_WHAT IS EXPECTED_
Reproduce the following material exactly, including every line.

━━ GIVEN INFORMATION

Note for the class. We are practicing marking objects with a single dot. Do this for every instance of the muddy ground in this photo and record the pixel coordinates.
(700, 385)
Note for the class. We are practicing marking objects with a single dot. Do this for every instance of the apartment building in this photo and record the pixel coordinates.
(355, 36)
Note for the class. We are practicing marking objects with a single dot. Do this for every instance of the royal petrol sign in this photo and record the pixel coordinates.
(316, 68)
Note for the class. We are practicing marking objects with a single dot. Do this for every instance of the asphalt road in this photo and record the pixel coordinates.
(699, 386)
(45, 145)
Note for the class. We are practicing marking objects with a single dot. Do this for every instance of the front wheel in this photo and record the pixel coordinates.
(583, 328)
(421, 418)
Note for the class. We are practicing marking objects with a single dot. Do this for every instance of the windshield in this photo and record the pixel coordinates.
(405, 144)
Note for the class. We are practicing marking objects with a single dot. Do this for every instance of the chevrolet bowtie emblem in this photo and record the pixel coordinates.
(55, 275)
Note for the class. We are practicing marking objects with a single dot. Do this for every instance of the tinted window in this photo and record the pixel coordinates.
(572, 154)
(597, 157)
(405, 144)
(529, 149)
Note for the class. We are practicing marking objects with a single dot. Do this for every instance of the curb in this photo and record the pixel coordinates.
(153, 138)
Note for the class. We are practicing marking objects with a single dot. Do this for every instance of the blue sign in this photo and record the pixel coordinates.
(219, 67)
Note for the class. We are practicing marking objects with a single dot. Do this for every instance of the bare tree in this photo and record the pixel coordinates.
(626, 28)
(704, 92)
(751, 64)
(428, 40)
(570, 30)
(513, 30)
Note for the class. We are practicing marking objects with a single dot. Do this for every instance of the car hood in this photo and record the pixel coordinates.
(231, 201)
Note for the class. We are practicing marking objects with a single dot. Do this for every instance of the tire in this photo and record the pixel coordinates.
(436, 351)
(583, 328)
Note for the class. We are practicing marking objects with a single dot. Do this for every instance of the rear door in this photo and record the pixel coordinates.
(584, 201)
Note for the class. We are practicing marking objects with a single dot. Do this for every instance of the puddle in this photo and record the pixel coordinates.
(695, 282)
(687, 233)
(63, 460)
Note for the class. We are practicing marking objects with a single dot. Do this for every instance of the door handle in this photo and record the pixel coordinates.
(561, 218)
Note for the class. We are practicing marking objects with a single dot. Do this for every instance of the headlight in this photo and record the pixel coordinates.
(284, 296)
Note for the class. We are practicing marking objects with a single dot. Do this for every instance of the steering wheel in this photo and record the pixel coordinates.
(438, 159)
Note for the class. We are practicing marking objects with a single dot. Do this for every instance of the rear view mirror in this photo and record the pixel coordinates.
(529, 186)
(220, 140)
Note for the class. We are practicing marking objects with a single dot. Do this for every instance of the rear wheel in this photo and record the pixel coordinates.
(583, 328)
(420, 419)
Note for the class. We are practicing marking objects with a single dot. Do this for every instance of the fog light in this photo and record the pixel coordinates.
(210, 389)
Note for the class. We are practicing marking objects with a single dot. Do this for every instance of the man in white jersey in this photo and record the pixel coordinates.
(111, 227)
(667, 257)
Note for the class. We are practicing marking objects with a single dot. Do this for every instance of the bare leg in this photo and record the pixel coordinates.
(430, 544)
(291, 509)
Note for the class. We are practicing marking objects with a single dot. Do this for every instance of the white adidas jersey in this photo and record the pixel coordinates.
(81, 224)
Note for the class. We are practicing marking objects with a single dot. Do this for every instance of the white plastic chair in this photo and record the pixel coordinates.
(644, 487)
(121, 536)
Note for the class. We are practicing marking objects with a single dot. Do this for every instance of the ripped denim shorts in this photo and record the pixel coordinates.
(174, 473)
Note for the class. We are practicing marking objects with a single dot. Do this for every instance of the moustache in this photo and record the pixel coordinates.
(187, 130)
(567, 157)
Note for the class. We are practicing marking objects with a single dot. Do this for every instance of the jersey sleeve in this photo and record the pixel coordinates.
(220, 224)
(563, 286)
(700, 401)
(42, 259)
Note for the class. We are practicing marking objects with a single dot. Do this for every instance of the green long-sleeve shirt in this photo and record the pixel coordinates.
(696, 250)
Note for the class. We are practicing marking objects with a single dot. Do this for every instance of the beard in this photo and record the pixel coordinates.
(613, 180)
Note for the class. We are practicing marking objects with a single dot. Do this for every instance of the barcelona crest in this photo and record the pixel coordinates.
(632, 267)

━━━━

_RESULT FOR THIS EXERCISE_
Note for the class. We are practicing marking objects with a single dot. Do this for every instance of the muddy ground in this photo and record the pixel coordinates.
(700, 385)
Note for the class. We are practicing marking objects with a single dot. Do this for every instance of the apartment building in this photo and record the pixel coordinates.
(355, 36)
Note for the class. We are practicing marking objects with a single dot. Do this for every instance of the royal petrol sign in this photo and record the pixel coordinates.
(316, 68)
Note for the class. We are practicing marking objects with a single dot. Do this for every instance of the asphalt road in this photo and record the pixel coordinates.
(699, 386)
(45, 145)
Note for the class. We are practicing marking objects with a single dot. Do this for every instance of the front wheel in this photo and record the pixel coordinates.
(583, 328)
(421, 418)
Note for the class. We are practicing marking objects with a single dot. Do this for every instance of the windshield in this photo and record the pixel coordinates.
(405, 144)
Note for the class. We are practicing marking objects with a single dot. Do this for every instance of the chevrolet bowtie emblem in this photo and record the pixel coordinates.
(55, 275)
Note for the class. We are practicing marking objects with a single dot. Do this for every instance of the tinted window in this photo and record the pixel coordinates.
(572, 154)
(597, 157)
(405, 144)
(529, 149)
Note for the class. We are practicing marking objects with a single dot. Do this for every instance of the curb in this photo and record the pixel coordinates.
(153, 138)
Note for the class. We are practicing marking objects with a single dot. Do this for every instance of the blue sign in this photo and record the pixel coordinates.
(219, 67)
Note for the class. We are practicing marking objects with a single dot. Do this for every instance of the bare tree in this photo and record the pixel coordinates.
(626, 28)
(704, 92)
(751, 64)
(428, 40)
(570, 30)
(513, 30)
Note for the class. We are practicing marking objects with a single dot. Do this for every instance of the car hood in this photo and record the pixel coordinates.
(231, 201)
Note for the class. We are practicing marking objects with a single dot. Do this for every instance of the tire in this photo and record the pixel coordinates.
(436, 351)
(583, 328)
Note for the class. We are practicing marking objects with a single dot. Do this for every instance of the rear door in this photo and record the pixel coordinates.
(584, 201)
Note for the class. We are practicing marking objects with a single dot. Do this for every instance of the puddle in this photo and record the pixel coordinates.
(695, 282)
(687, 233)
(63, 460)
Note for the class. We are practicing marking objects with a single dot. Do this for every instance of the door handle in this photo and record the pixel coordinates.
(561, 218)
Note for the class. We are practicing marking objects with a single dot. Do this for every instance of the headlight in this photo and record the pixel coordinates.
(284, 296)
Note for the class. We are practicing marking objects with a single dot. Do this for every instance of the steering wheel in this photo and record the pixel coordinates.
(438, 159)
Note for the class. We are practicing marking objects with a single dot. Do this for every instance of the rear view mirror in this photo and record the pixel coordinates.
(529, 186)
(220, 140)
Note for the class. We are practicing marking objects with a single dot. Do this for every instance of the rear wheel in this photo and record the pixel coordinates.
(583, 328)
(420, 419)
Note for the class. We are practicing marking objects with a single dot. Do this for every instance of the fog light in this photo and record the pixel coordinates.
(210, 389)
Note for the class. We are practicing marking objects with a single dot. Do this for every instance of the man in white jersey in this photo and record the pixel coordinates.
(111, 227)
(667, 257)
Note for the class. We are practicing marking objects with a single dot. Do this for every instance of the bare leg in this photo and record the pixel coordinates.
(430, 544)
(291, 509)
Note for the class. We are practicing marking objects with a single dot. Do this for every instance of the white adidas jersey in this photo and record the pixel coordinates.
(81, 224)
Note for the class. We are practicing marking objects with a single dot. Do this for every instance of the white plastic chair in this photo and record the pixel coordinates.
(644, 487)
(121, 536)
Note for the class. We are practicing marking objects with a single dot. Do this for every instance of the ripped denim shorts in this photo and record the pixel coordinates.
(174, 473)
Note for the class. We are practicing marking objects with a single dot. Do this for every instance of the moustache in this photo and record the pixel coordinates.
(187, 130)
(567, 157)
Note for the class. We are practicing marking objects with a single dot. Do this for every instance of the jersey sleeve in this photo and record the pixel coordinates.
(220, 224)
(563, 286)
(700, 401)
(42, 259)
Note for the class. We are practicing marking objects with a single dot. Do this for every instance of the green long-sleeve shirt in this photo and record the pixel coordinates.
(696, 250)
Note for the class. We are practicing marking objects with a single dot. Do this for every instance of the beard in this photo and record the pixel coordinates.
(613, 180)
Note for the class. We are practicing marking objects with a single dot. Do this for every instance of the barcelona crest in this photo and record the pixel coordinates.
(632, 267)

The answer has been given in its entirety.